_TASK SET_
1) Return the passage about Marie-Antoinette word for word, starting with "Marie-Antoinette, wife of" and going on through "about their hunger.".
2) In the records, substitute "image" for "photo" in the lines starting with the line with "Annotation task: mark the bell" and going on through the end of the records, changing nothing else. Give only those lines.

_PASSAGE SHOWN_
● ● ● ● ● ● ●

Marie-Antoinette, wife of Louis XVI, whose sartorial excesses rankled while France's population starved, is famously credited with saying "Qu'ils mangent de la brioche" or "Let them eat cake" when asked what peasants who had no bread should do about their hunger.

It is widely understood that history has treated the French queen unfairly, and there is no record of her uttering those words. But her position in history as the woman whose delight in her wardrobe oustripped her compassion for the hungry stands firm.

The slippers were the most valuable item sold by Parisian auction house Drouot in a collection consisting of 350 treasures belonging to French royal families. They went to a telephone bidder for five times the price Drouot's expected them to fetch.

They had belonged to Marie-Antoinette's manservant Alexandre-Bernard Ju-Des-Retz, to whom she gave them as a gift in 1775, and who passed them onto his descendants.

Nearly 20 years after she gave the slippers away Marie-Antoinette died at the guillotine. Having had her hair cut off and her finery replaced with a plain white shift, she was driven through Paris in an open cart and beheaded at Place de la Revolution (now Concorde). Her last words are recorded as: "Pardon me sir, I meant not to do it."

Interest in the last French queen has been reignited in recent years. A film directed by Sofia Coppola, Marie Antoinette, starring Kirsten Dunst in the title role, hit cinemas in 2006 charting the end of the queen's reign and the fall of Versailles palace.

● ● ● ● ● ● ●

(Coordinate labeling data)

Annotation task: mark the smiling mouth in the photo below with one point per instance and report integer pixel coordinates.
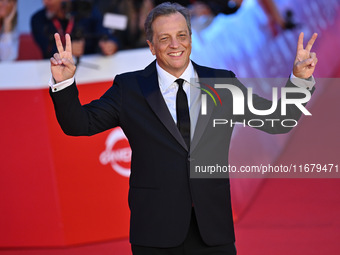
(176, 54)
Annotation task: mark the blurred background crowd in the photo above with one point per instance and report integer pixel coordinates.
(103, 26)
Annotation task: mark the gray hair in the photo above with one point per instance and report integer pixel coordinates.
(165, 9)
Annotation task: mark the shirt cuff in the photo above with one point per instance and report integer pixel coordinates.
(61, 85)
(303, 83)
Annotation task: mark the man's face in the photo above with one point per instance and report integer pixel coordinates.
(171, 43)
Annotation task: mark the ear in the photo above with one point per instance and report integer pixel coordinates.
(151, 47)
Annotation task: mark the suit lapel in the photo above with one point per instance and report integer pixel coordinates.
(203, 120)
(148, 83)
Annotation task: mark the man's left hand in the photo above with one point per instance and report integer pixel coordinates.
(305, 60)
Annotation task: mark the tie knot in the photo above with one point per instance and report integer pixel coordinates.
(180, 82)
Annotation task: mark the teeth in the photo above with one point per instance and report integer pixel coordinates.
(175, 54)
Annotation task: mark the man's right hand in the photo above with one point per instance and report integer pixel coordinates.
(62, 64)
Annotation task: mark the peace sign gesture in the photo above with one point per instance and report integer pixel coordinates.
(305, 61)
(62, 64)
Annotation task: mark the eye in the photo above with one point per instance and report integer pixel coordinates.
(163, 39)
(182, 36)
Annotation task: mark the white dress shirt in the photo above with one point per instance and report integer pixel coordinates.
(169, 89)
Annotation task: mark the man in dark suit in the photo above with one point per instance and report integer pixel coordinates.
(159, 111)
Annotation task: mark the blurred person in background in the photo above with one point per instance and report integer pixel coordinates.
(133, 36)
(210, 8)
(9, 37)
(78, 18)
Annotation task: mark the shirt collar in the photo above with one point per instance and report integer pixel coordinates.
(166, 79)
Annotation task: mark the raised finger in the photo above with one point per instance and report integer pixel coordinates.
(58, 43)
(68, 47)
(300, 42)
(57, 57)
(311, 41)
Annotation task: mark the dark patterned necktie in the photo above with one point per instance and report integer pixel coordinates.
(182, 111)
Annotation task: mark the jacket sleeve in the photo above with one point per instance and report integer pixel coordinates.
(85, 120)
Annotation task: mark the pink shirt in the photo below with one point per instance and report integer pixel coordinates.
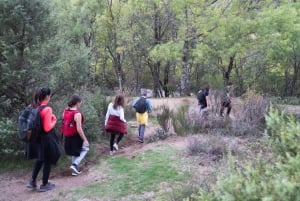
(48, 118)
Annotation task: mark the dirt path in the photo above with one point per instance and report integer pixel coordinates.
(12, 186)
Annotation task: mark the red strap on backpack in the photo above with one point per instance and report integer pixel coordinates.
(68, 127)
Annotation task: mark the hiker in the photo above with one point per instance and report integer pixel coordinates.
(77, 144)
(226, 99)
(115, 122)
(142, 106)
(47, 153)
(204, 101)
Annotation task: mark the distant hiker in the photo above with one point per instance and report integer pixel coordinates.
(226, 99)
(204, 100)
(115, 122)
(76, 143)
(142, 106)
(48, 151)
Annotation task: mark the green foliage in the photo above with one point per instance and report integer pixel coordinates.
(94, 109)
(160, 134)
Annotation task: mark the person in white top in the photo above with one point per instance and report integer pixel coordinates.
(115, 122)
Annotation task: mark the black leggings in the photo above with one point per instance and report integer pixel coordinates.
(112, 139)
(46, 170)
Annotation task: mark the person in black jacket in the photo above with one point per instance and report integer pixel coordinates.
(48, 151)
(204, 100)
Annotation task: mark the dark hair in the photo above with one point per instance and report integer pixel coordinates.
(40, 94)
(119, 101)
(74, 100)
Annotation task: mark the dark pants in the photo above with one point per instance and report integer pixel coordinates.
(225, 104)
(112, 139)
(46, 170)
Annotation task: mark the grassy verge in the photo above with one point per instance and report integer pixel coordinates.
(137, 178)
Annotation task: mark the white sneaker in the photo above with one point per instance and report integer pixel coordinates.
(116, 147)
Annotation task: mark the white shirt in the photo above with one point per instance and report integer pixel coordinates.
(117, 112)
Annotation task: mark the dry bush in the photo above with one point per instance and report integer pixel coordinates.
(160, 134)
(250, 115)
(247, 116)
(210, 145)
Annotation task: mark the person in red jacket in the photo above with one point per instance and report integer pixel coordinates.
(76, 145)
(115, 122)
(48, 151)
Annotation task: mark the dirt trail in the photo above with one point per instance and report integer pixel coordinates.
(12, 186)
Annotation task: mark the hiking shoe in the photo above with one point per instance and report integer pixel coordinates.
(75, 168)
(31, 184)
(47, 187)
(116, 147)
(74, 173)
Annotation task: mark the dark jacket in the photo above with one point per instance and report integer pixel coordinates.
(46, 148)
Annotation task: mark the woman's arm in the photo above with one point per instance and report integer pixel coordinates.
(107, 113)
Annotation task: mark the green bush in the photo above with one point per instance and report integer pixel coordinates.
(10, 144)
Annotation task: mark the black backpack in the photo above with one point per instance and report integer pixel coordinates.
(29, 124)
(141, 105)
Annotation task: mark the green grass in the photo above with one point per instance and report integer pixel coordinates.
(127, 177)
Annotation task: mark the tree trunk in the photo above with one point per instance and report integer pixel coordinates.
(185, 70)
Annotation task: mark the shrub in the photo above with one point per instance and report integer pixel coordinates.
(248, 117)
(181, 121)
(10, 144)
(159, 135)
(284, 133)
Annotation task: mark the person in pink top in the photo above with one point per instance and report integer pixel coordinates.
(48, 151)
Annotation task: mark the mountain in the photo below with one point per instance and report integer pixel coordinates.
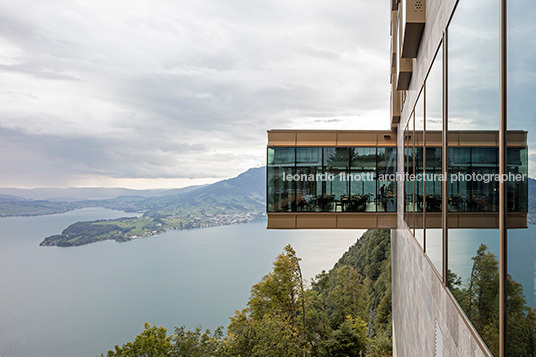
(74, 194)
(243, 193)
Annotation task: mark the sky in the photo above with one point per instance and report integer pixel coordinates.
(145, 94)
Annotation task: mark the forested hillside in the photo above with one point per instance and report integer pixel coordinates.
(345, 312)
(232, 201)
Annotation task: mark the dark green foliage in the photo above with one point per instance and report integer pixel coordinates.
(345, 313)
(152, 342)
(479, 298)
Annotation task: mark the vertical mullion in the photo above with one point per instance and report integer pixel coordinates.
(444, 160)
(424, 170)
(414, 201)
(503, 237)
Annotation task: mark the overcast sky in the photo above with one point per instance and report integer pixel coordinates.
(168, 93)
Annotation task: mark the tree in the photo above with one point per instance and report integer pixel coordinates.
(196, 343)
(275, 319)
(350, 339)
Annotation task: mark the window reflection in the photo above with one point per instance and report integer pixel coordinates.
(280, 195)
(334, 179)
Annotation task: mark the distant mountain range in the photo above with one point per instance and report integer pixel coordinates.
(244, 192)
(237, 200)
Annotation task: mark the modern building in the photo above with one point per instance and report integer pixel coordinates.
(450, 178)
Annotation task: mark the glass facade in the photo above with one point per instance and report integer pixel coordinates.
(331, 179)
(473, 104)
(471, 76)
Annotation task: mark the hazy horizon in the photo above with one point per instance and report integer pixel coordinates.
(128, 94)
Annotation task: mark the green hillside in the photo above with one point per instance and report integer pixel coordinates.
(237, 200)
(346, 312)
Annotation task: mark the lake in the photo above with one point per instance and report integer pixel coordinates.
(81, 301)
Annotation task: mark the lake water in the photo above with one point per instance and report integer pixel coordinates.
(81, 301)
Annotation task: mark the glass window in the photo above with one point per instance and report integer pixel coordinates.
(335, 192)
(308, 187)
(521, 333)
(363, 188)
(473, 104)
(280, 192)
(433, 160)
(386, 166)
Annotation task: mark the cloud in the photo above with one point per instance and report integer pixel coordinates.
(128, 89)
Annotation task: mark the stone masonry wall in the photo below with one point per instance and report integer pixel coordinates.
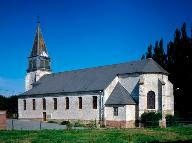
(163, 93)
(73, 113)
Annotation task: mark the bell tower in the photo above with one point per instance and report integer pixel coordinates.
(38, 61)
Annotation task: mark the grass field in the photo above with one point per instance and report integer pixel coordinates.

● ● ● ● ● ● ●

_SOLUTIONS TO THE TASKS_
1)
Marie-Antoinette, wife of Louis XVI, whose sartorial excesses rankled while France's population starved, is famously credited with saying "Qu'ils mangent de la brioche" or "Let them eat cake" when asked what peasants who had no bread should do about their hunger.

2)
Annotation task: mark the bell tower in the image above with one point per instance and report integer pixel coordinates.
(38, 61)
Annotation task: mark the grass field in the image above with one point per instance and report integer pixel coordinates.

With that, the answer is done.